• **GIVEN TASK**
In the material below, change each occurrence of "SHOULD" to "MUST" and reproduce every line otherwise unaltered.

Records of labeled points:
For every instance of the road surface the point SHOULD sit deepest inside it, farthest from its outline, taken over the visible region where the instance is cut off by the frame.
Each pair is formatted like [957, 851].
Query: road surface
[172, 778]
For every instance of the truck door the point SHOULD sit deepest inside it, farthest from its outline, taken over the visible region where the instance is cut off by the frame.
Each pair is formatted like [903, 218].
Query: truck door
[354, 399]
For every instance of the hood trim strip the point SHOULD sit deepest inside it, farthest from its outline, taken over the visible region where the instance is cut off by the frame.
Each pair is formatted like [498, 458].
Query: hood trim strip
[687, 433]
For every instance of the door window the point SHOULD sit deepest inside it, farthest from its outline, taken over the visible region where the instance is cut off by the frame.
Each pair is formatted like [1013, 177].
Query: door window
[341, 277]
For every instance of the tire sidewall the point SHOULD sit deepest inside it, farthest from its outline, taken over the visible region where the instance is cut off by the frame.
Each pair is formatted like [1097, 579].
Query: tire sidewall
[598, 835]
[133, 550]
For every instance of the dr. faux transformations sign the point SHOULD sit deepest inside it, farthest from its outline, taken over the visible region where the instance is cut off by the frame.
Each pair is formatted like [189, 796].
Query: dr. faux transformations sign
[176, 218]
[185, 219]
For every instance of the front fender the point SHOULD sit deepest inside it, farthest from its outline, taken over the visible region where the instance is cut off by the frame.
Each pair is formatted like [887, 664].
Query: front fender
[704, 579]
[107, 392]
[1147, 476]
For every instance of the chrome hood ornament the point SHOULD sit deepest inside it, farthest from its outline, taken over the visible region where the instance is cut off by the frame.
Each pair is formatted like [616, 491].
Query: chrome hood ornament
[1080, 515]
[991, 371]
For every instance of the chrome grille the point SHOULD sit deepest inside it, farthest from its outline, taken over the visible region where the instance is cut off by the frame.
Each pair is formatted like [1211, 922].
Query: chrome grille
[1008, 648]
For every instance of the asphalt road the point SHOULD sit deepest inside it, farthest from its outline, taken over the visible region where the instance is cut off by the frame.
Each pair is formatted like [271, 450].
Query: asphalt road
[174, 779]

• **ANSWER TO THIS PROBLEM**
For every instance of the road surface the point MUST sit deepest inside it, farthest from its outline, taken over the visible region where the instance is cut off by the frame.
Each pair is formatted like [957, 851].
Query: road surface
[172, 778]
For every instance of the truck door the point MUST sit deepest inside it, farthest from its outline, taken over the visible region where the instance is cut off by the frame.
Each pair is formatted like [903, 218].
Query: truck door
[354, 399]
For every instance of the hood trim strip the point MUST sit deepest inside it, farthest from its outline, taken over the visible region where the instance is cut off by the frame.
Each pair is formatted like [498, 458].
Query: hood trim strip
[687, 433]
For every instance of the door window the point MUST sit deepest inside it, farthest from its outline, taken over the visible region where the instance is cut off by the frame.
Each pair is formatted like [1013, 177].
Query: door window
[341, 277]
For every instance of the tire sidewall the point MUST sit deepest inside it, farthest from its outline, taken over the visible region where the instance is cut off by the frame.
Each pair is formatted like [1097, 579].
Query: tire sidewall
[598, 835]
[133, 550]
For every instance of the dr. faux transformations sign the point MUST sit deepest inside it, farthest from its outline, taken over the visible region where the instance is cut off by the frame.
Each pair is formatted like [189, 796].
Query: dr. faux transformations sign
[176, 218]
[185, 219]
For every instance of the front fender the point MUST sit deepest inside it, farthest from its outline, taken over the visible region where the instance is cut off by the frame.
Each pair is formatted like [887, 664].
Query: front fender
[704, 579]
[107, 392]
[1147, 476]
For every instance of the chrome hood ornament the point MUST sit deepest inside it, farthest from its outline, taken over the visible region where the instance is cut off by the frame.
Each pair is formatted like [616, 491].
Query: chrome hood ornament
[1080, 515]
[991, 371]
For every instance of the chrome grille the point MUST sit deepest inside it, farthest from its outline, taken over the visible region where the instance is cut off by the frame.
Each pair is formatted like [1211, 922].
Query: chrome grille
[1008, 648]
For every instance of the asphalt road the point MUST sit deepest inside it, farthest from its outline, taken over the visible region where the instance is cut off by the frame.
Each pair is formatted like [271, 450].
Query: asphalt road
[174, 779]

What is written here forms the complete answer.